Request:
Rewrite every line of the records below as one numbered list, skipping any blank lines.

Raw data:
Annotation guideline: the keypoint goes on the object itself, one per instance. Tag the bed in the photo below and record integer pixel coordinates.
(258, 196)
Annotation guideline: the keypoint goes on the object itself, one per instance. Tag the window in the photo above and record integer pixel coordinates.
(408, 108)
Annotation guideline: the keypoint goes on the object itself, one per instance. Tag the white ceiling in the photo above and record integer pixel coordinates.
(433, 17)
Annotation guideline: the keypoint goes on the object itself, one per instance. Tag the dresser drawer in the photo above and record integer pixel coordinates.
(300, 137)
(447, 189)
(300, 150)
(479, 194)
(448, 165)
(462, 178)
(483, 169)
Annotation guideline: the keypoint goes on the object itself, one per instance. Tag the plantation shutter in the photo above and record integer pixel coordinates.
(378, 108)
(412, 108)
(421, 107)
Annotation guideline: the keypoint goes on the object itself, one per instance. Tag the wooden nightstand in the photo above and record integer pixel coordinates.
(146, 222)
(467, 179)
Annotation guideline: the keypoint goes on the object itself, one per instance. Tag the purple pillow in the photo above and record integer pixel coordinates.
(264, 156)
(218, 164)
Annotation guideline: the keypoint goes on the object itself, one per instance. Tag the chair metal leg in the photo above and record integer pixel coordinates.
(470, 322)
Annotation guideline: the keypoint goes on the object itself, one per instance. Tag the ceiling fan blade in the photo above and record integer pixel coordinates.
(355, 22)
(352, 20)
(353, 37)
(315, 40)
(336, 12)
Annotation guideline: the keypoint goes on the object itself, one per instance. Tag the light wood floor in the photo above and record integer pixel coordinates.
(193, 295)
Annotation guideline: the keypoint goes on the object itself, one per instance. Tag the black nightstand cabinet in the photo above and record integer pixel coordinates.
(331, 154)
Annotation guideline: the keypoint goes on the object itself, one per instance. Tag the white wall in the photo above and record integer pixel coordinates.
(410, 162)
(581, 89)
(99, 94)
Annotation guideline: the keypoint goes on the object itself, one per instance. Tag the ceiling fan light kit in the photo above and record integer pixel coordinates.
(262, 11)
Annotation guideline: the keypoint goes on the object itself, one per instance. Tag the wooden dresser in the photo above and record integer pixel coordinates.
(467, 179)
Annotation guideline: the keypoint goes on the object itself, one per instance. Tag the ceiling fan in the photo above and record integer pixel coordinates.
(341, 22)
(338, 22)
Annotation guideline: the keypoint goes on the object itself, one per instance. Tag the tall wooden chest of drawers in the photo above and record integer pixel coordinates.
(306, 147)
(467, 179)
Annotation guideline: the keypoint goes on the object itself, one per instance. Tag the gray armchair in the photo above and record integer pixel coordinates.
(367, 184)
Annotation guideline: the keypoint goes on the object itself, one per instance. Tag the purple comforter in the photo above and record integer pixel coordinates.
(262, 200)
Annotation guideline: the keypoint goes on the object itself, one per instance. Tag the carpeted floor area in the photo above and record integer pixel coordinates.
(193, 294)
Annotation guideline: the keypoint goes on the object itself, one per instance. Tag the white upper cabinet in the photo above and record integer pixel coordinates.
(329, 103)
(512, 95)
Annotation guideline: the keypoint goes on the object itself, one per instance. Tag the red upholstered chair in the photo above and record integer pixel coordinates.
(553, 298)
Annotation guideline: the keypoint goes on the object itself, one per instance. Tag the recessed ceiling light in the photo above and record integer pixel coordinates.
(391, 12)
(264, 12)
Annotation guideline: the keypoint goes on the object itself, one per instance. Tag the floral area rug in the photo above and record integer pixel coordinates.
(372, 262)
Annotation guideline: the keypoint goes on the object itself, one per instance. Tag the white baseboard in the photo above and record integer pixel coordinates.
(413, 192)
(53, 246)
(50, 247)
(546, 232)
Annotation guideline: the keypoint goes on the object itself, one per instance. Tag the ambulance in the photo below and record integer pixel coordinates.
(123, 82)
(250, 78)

Task answer:
1. Annotation guideline: the keypoint goes on the object itself, one per instance. Tag the bed in the photo below and record integer pixel coordinates.
2. (258, 196)
3. Annotation guideline: the keypoint goes on the object itself, one per instance. Tag the window in the photo above and record integer pixel coordinates.
4. (408, 108)
5. Annotation guideline: the keypoint goes on the object itself, one per instance. Tag the white ceiling in the photo above and record integer pixel coordinates.
6. (433, 17)
7. Annotation guideline: the keypoint goes on the object itself, one per instance. Tag the dresser drawer in the photo above and record integer pixel coordinates.
8. (300, 137)
9. (447, 189)
10. (300, 150)
11. (479, 194)
12. (448, 165)
13. (462, 178)
14. (483, 169)
15. Annotation guideline: the keypoint goes on the object itself, one per instance. Tag the plantation shutter in the photo above and record integer pixel coordinates.
16. (378, 108)
17. (412, 108)
18. (421, 107)
19. Annotation guideline: the keypoint goes on the object itself, one per instance. Tag the wooden nightstand in the photo above and record integer pixel coordinates.
20. (146, 222)
21. (467, 179)
22. Annotation guideline: the keypoint goes on the object itself, one per instance. Tag the purple pillow in the photo above and record integer pixel coordinates.
23. (264, 156)
24. (218, 164)
25. Annotation guideline: the keypoint goes on the object itself, one per instance. Tag the chair metal leg in the photo above and record integer pixel coordinates.
26. (470, 322)
27. Annotation guideline: the keypoint goes on the object itself, one per instance. Tag the ceiling fan blade in the photo above and record integer pixel coordinates.
28. (355, 22)
29. (352, 20)
30. (353, 37)
31. (315, 40)
32. (336, 12)
33. Annotation guideline: the keypoint goes on the object itself, one per instance. Tag the light wood floor in the photo above and record integer pixel coordinates.
34. (193, 295)
35. Annotation guideline: the keypoint goes on the object itself, one per instance. Tag the black nightstand cabinet in the photo above and record integer pixel coordinates.
36. (331, 154)
37. Annotation guideline: the keypoint goes on the object itself, one per instance. Tag the white wall in the photo above and record integer pixel coordinates.
38. (410, 162)
39. (581, 89)
40. (99, 94)
41. Annotation guideline: the keypoint goes on the object itself, one per instance. Tag the ceiling fan light kit in the photo above and record integer pixel coordinates.
42. (262, 11)
43. Annotation guideline: the keypoint goes on the object itself, one per instance. Tag the wooden dresser in the photo above and record integer pixel coordinates.
44. (467, 179)
45. Annotation guideline: the keypoint goes on the object itself, one per instance. Tag the ceiling fan in the photo above and record integer pixel coordinates.
46. (341, 22)
47. (338, 22)
48. Annotation guideline: the keypoint goes on the object itself, one per instance. Tag the tall wooden chest of drawers in the photo above and record integer pixel coordinates.
49. (306, 147)
50. (467, 179)
51. Annotation guideline: the keypoint goes on the object itself, one per instance. Tag the gray armchair in the photo above and record integer pixel coordinates.
52. (367, 184)
53. Annotation guideline: the keypoint goes on the object itself, one per instance. Tag the purple comforter in the photo above and record integer pixel coordinates.
54. (262, 200)
55. Annotation guideline: the keypoint goes on the object itself, one per instance. Tag the carpeted floor area in the photo above and record integer pixel coordinates.
56. (193, 294)
57. Annotation guideline: the keypoint goes on the object itself, one per instance. Tag the white upper cabinet in the photo above and record integer pixel coordinates.
58. (329, 103)
59. (512, 95)
60. Annotation guideline: the keypoint goes on the object itself, one per instance. Tag the red upholstered chair in the photo above and record integer pixel coordinates.
61. (553, 298)
62. Annotation guideline: the keypoint goes on the object itself, one per instance. Tag the recessed ceiling light in the photo above and record integer pixel coordinates.
63. (391, 12)
64. (264, 12)
65. Annotation guideline: the keypoint goes on the object itself, one per instance. Tag the floral area rug in the photo above and record integer pixel coordinates.
66. (372, 262)
67. Annotation guideline: the keypoint goes on the object itself, one per instance. Tag the white baseboard in the photo above and record integer pixel coordinates.
68. (413, 192)
69. (53, 246)
70. (50, 247)
71. (546, 232)
72. Annotation guideline: the keypoint goes on the object itself, one per instance. Tag the ambulance in the photo below and record integer pixel coordinates.
73. (123, 82)
74. (250, 78)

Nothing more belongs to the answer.